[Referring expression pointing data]
BEGIN

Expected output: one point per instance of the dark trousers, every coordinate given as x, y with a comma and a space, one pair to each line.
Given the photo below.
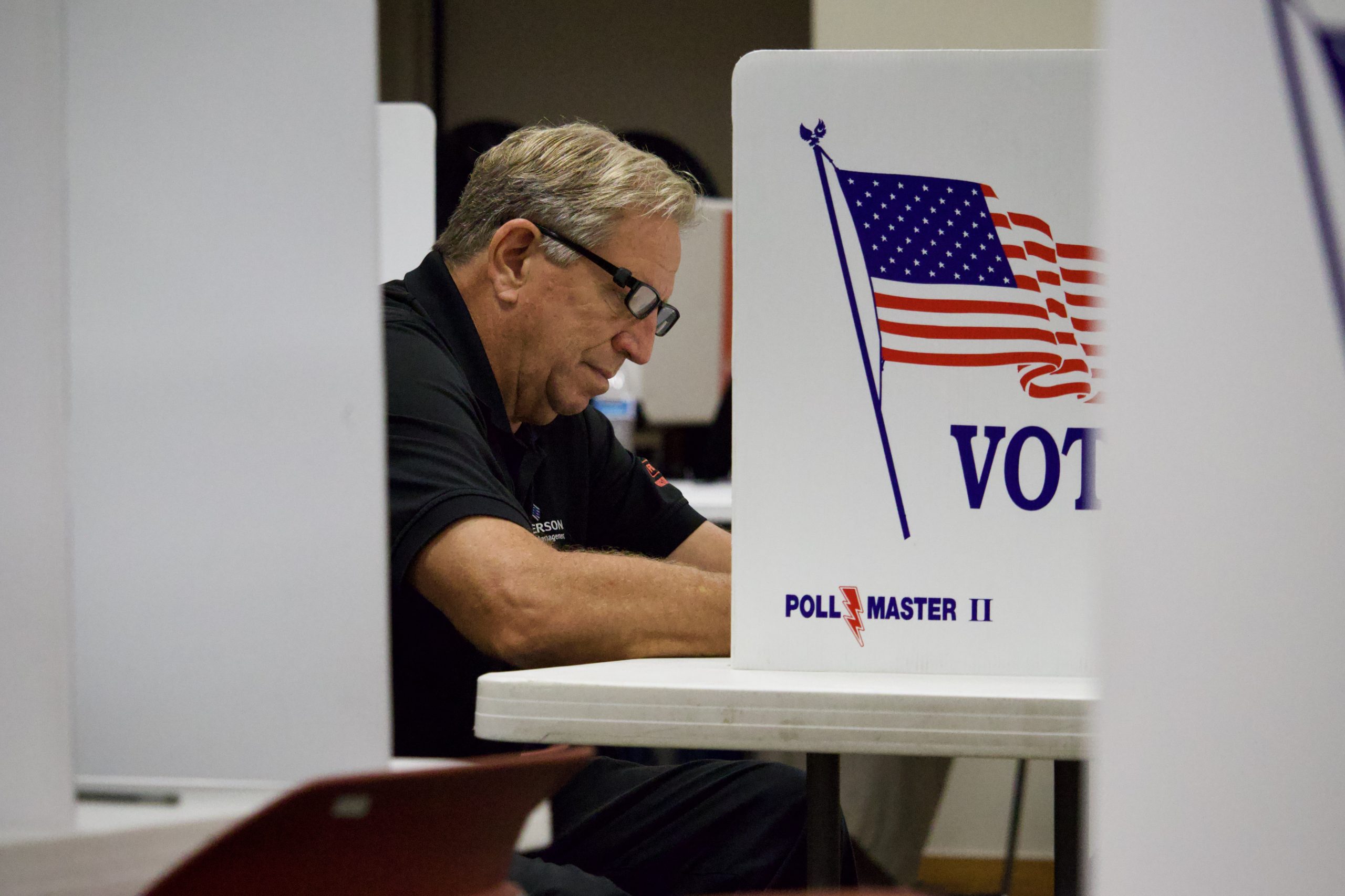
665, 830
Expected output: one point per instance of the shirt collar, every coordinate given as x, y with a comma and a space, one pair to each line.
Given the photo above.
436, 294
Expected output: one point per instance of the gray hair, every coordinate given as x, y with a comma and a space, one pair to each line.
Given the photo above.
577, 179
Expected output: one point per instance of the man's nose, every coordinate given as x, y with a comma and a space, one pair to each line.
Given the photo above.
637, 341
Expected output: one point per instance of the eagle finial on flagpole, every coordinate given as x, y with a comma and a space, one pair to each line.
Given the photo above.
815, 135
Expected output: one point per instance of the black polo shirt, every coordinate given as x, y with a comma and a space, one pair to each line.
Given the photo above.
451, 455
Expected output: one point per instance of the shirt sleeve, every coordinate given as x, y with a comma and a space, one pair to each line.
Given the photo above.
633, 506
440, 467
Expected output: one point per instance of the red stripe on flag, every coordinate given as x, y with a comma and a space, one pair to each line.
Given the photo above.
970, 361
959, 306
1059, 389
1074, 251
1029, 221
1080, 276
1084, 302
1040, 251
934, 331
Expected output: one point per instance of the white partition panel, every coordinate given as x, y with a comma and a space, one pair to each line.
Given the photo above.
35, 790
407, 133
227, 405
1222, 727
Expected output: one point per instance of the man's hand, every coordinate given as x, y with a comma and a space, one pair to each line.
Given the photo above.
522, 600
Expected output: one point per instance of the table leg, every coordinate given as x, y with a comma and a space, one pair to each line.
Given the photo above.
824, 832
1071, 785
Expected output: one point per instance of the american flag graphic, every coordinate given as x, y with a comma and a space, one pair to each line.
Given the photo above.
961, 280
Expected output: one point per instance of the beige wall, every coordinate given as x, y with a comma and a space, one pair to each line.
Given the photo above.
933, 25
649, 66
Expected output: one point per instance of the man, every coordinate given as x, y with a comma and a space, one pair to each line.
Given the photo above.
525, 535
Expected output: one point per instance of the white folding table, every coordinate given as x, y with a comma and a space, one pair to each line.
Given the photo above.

END

__EXERCISE__. Output the line containing "Expected output: one point per instance of the white folding" and each line after it through the close of the entries, unchanged and with no other lines.

__FINISHED TASK__.
Expected output: one point per instance of the white folding table, every coordinate given as x, y with a comma and a space, one pair to each line.
Given the photo above.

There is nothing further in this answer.